Stored data entries
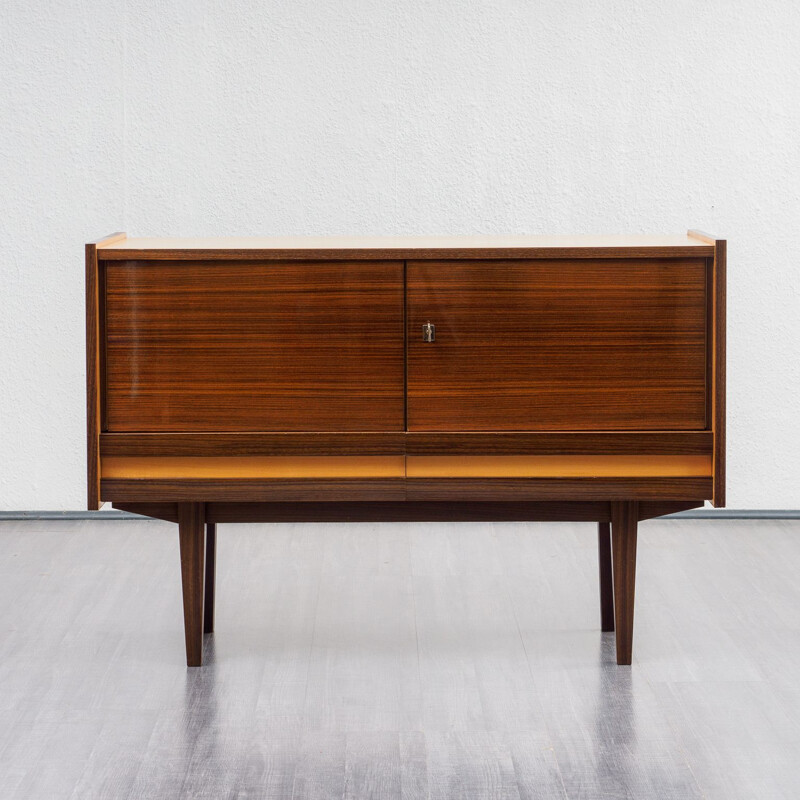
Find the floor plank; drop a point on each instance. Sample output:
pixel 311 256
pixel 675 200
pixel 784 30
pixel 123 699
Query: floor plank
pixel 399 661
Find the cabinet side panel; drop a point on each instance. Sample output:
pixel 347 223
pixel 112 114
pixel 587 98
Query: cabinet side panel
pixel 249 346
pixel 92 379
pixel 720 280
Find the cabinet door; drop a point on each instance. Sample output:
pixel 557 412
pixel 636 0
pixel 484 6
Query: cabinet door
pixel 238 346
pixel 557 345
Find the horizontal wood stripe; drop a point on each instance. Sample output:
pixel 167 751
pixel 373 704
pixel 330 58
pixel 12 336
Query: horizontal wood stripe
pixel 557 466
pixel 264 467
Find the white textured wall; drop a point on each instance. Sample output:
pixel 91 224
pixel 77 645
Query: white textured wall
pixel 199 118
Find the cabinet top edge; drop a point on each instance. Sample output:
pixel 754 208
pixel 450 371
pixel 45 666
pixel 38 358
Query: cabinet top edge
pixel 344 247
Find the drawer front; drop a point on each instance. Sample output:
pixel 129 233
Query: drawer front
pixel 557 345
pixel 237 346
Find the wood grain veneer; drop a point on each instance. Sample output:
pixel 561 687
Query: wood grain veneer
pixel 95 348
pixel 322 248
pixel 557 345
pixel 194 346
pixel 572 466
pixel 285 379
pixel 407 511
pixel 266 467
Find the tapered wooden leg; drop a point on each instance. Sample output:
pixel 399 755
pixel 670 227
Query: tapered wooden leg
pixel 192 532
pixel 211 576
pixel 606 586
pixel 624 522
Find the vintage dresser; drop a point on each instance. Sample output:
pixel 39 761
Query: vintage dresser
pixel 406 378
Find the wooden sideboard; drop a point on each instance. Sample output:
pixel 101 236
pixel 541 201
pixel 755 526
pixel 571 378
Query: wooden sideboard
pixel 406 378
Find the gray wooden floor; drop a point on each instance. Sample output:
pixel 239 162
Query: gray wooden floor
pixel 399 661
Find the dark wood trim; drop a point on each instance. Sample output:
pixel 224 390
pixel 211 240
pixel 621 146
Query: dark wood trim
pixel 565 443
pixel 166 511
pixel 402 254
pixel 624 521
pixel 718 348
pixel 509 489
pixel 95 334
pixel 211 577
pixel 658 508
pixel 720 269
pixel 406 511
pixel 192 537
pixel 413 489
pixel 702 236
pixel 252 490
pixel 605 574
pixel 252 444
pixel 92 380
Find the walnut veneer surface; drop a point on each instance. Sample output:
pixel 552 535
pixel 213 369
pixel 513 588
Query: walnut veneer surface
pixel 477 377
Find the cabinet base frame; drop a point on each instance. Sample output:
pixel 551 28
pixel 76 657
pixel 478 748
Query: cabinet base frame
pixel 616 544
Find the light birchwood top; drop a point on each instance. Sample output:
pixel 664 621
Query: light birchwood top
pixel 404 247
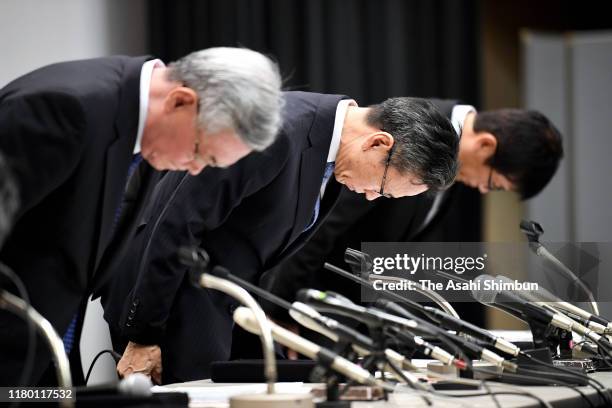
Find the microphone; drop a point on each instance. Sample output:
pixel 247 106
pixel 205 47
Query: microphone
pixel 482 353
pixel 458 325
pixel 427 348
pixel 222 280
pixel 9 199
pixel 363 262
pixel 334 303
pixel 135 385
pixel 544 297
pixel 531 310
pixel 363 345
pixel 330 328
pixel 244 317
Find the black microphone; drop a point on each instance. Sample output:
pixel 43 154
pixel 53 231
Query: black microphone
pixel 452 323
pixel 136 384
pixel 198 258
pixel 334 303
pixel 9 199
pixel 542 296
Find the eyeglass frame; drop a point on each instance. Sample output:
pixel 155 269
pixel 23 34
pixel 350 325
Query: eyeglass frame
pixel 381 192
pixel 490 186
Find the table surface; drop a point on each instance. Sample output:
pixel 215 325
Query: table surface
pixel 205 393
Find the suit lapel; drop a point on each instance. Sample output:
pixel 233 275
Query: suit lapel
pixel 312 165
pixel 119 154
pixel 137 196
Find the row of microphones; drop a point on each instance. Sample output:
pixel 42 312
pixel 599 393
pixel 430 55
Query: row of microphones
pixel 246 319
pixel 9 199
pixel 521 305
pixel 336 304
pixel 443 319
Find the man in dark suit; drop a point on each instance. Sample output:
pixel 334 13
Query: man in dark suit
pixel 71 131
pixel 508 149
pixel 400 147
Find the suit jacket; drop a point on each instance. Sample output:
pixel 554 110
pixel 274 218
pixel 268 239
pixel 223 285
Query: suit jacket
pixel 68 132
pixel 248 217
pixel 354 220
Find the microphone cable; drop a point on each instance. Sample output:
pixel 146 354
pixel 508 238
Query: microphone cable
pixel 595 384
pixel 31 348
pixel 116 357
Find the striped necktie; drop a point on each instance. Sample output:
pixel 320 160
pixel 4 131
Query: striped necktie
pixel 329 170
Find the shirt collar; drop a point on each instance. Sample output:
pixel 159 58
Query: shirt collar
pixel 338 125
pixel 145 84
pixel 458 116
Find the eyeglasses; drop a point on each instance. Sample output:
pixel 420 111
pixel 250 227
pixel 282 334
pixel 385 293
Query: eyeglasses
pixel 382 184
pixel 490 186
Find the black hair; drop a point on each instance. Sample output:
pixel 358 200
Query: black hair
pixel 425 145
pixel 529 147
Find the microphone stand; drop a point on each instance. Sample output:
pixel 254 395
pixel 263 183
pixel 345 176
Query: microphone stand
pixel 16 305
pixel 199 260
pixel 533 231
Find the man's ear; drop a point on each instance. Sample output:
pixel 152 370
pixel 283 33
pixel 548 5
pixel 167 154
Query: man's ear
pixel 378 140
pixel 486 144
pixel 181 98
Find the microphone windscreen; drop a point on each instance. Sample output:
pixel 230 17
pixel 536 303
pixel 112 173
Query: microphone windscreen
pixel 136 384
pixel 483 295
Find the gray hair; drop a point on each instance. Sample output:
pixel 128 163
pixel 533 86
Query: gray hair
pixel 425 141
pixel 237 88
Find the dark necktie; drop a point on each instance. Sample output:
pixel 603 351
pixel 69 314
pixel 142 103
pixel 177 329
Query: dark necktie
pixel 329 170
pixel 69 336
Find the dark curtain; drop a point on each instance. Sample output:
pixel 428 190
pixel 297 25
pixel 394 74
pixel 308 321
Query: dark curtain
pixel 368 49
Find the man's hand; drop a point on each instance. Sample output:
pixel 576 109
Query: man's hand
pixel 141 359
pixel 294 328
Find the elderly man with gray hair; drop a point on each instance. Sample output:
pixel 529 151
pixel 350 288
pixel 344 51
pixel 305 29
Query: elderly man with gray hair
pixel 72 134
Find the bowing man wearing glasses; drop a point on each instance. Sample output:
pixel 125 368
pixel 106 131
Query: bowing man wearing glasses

Task description
Apart from the pictures, every line of the data above should be given again exactly.

Answer section
Find the floor plank; drop a point on each instance. Sample output:
pixel 311 256
pixel 675 200
pixel 784 30
pixel 123 699
Query: floor plank
pixel 399 661
Find the cabinet side panel; drop a point on each instance. Sample output:
pixel 347 223
pixel 112 114
pixel 587 98
Query: cabinet side panel
pixel 249 346
pixel 92 379
pixel 720 280
Find the cabinet door; drop a point on each instance. Sample output:
pixel 557 412
pixel 636 0
pixel 484 6
Query: cabinet door
pixel 238 346
pixel 557 345
Find the horizontal wood stripe; drop a point on each instance. Sample output:
pixel 167 751
pixel 373 704
pixel 330 58
pixel 12 336
Query: horizontal wood stripe
pixel 557 466
pixel 264 467
Find the white textured wall; drop a point on each instance. Sample output:
pixel 91 224
pixel 77 645
Query: white textured wall
pixel 199 118
Find the cabinet top edge; drop a point on each instance. Sample output:
pixel 754 208
pixel 450 371
pixel 45 666
pixel 38 358
Query: cabinet top edge
pixel 344 247
Find the drawer front; drop a point on each instance. Sample output:
pixel 129 233
Query: drawer front
pixel 557 345
pixel 237 346
Find the wood grain veneer; drop a point on each instance. Sample output:
pixel 561 687
Query: wood grain veneer
pixel 95 348
pixel 322 248
pixel 557 345
pixel 194 346
pixel 572 466
pixel 285 379
pixel 407 511
pixel 266 467
Find the tapered wooden leg; drop a point on each instance. Sample output:
pixel 399 755
pixel 670 227
Query: tapered wooden leg
pixel 192 532
pixel 211 576
pixel 606 586
pixel 624 522
Find the vintage dresser; drop a point on each instance. Sample output:
pixel 39 761
Query: vintage dresser
pixel 406 378
Find the wooden sideboard; drop a point on each instance. Sample output:
pixel 101 236
pixel 541 201
pixel 755 526
pixel 571 378
Query: wooden sideboard
pixel 406 378
Find the gray wooden floor; drop a point on each instance. Sample output:
pixel 239 162
Query: gray wooden floor
pixel 399 661
Find the dark wood trim; drop a point on each instance. Sample output:
pixel 224 390
pixel 211 240
pixel 621 146
Query: dark wood trim
pixel 565 443
pixel 166 511
pixel 402 254
pixel 624 521
pixel 718 348
pixel 509 489
pixel 95 334
pixel 211 577
pixel 658 508
pixel 720 269
pixel 406 511
pixel 192 537
pixel 413 489
pixel 702 236
pixel 252 490
pixel 605 574
pixel 252 444
pixel 92 380
Find the walnut veneer surface; drop a point on each instance. Sample output:
pixel 552 535
pixel 213 369
pixel 513 588
Query: walnut veneer surface
pixel 477 377
Find the cabinet base frame; drop a point on each instance. Sample output:
pixel 551 28
pixel 76 657
pixel 478 748
Query: cabinet base frame
pixel 616 544
Find the light birchwood top; drop a point on each instance. Sample output:
pixel 664 621
Query: light birchwood top
pixel 404 247
Find the microphone; drop a point on each instance. Sample output:
pixel 247 106
pixel 205 47
Query: microphone
pixel 482 353
pixel 458 325
pixel 427 348
pixel 222 280
pixel 9 199
pixel 363 262
pixel 334 303
pixel 135 385
pixel 544 297
pixel 531 310
pixel 363 345
pixel 330 328
pixel 244 317
Find the black microphone; drop a point on each instance. Sample output:
pixel 43 154
pixel 53 231
Query: black microphone
pixel 452 323
pixel 136 384
pixel 198 258
pixel 334 303
pixel 9 199
pixel 542 296
Find the eyeglass frame; drop a point on each instance. Sample output:
pixel 155 269
pixel 23 34
pixel 350 325
Query: eyeglass frame
pixel 381 192
pixel 490 186
Find the table surface; drop a point on each instance. Sample output:
pixel 215 325
Query: table surface
pixel 205 393
Find the suit lapel; drop a point on each instance. Sample output:
pixel 233 275
Query: suit lapel
pixel 312 165
pixel 119 154
pixel 137 196
Find the row of microphones; drop a point on each instance. Sample output:
pixel 42 312
pixel 599 393
pixel 430 55
Query: row of microphones
pixel 246 319
pixel 9 199
pixel 521 305
pixel 336 304
pixel 443 319
Find the man in dark suit; drop a point on each instance. Sample output:
pixel 334 13
Query: man in dark suit
pixel 71 131
pixel 508 149
pixel 400 147
Find the suit jacket; drop a point on each instance. Sample output:
pixel 554 110
pixel 274 218
pixel 268 239
pixel 223 285
Query: suit jacket
pixel 68 132
pixel 248 217
pixel 354 220
Find the microphone cable; drop a point on each instance. Sample output:
pixel 146 354
pixel 508 238
Query: microphone cable
pixel 595 384
pixel 31 348
pixel 116 357
Find the striped necktie; drop a point on each instance. Sample output:
pixel 320 160
pixel 4 131
Query: striped necktie
pixel 329 170
Find the shirt collar; drop a point on each instance. Sample output:
pixel 159 58
Query: shirt collar
pixel 338 125
pixel 145 84
pixel 458 116
Find the eyeglasses; drop a point on each instance. Sample output:
pixel 420 111
pixel 250 227
pixel 282 334
pixel 385 293
Query: eyeglasses
pixel 382 184
pixel 490 186
Find the black hair; drop a point on each instance. Sample output:
pixel 358 200
Query: black hair
pixel 425 145
pixel 529 147
Find the microphone stand; drop a point on each instance. Sample output:
pixel 254 395
pixel 263 183
pixel 345 176
Query: microphone stand
pixel 16 305
pixel 199 260
pixel 533 231
Find the man's ear; drop a point on each instance. Sample output:
pixel 152 370
pixel 283 33
pixel 548 5
pixel 167 154
Query: man's ear
pixel 378 140
pixel 486 144
pixel 181 98
Find the microphone windscreen; drop a point on each instance. Sample output:
pixel 230 17
pixel 536 303
pixel 112 173
Query: microphone windscreen
pixel 136 384
pixel 483 295
Find the gray hair; drop a point on each instance. Sample output:
pixel 128 163
pixel 533 86
Query: gray hair
pixel 425 141
pixel 237 88
Find the dark necktie; drop a point on each instance. Sample output:
pixel 603 351
pixel 69 314
pixel 142 103
pixel 177 329
Query: dark necktie
pixel 329 170
pixel 69 336
Find the dark curtain; drop a point on each instance. Sample output:
pixel 428 190
pixel 297 25
pixel 394 74
pixel 308 321
Query: dark curtain
pixel 368 49
Find the man's hand; drop a point on each instance. Sample output:
pixel 576 109
Query: man's hand
pixel 141 359
pixel 294 328
Find the elderly man with gray hair; drop a point on each instance. Sample output:
pixel 529 151
pixel 350 288
pixel 344 51
pixel 305 29
Query: elderly man with gray hair
pixel 72 134
Find the bowing man wearing glasses; drop a point on each instance. Sample output:
pixel 125 368
pixel 106 131
Query: bowing man wearing glasses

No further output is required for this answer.